§ **Assignment**
Find the lines below holding the word "polo" and copy each of them.

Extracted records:
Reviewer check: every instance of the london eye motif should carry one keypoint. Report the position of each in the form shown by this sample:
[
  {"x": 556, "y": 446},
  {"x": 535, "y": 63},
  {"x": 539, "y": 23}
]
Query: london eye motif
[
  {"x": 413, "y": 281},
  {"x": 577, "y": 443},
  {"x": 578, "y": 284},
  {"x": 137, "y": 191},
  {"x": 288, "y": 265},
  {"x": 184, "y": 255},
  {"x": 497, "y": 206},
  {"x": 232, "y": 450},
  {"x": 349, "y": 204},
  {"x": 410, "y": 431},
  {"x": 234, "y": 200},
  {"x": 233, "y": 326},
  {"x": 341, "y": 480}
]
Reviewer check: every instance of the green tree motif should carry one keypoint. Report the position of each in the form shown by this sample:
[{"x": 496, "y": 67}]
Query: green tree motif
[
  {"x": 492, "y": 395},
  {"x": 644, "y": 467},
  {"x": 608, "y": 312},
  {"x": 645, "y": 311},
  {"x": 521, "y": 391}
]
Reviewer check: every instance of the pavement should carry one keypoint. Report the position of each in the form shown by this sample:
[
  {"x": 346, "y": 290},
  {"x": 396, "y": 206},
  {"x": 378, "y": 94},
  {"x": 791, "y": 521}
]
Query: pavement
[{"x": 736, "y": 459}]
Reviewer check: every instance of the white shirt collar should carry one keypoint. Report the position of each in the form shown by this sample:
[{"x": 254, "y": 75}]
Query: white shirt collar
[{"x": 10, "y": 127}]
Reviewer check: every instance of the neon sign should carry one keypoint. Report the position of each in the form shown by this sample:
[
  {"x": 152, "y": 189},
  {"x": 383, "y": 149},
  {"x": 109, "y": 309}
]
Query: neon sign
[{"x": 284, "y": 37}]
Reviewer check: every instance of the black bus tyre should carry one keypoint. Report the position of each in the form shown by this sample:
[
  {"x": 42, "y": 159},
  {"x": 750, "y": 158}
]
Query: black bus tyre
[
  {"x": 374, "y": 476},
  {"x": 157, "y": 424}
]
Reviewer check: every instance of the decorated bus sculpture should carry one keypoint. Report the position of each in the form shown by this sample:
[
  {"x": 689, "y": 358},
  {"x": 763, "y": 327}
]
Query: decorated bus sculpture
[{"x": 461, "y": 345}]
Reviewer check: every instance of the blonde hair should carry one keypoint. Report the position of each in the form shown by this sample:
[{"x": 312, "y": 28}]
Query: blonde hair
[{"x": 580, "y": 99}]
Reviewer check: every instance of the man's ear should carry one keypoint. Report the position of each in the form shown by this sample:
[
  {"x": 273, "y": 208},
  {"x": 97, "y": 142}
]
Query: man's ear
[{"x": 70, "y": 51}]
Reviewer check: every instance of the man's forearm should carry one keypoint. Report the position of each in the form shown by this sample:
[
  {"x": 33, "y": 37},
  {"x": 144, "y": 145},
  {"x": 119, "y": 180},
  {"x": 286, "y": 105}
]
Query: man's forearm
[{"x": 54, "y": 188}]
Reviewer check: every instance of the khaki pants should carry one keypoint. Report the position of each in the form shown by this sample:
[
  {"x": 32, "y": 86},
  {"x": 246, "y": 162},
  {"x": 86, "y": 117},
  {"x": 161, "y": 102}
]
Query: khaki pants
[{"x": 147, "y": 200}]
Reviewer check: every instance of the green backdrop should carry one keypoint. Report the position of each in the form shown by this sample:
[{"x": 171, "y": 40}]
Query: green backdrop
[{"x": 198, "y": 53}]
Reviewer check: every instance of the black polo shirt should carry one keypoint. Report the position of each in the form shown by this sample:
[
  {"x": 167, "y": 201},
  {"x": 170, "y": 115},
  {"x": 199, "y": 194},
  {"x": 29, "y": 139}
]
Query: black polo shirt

§ **Response**
Reviewer check: every instance of the black polo shirt should carry one keypoint. Report the position of each in the form shown by this sample:
Query: black polo shirt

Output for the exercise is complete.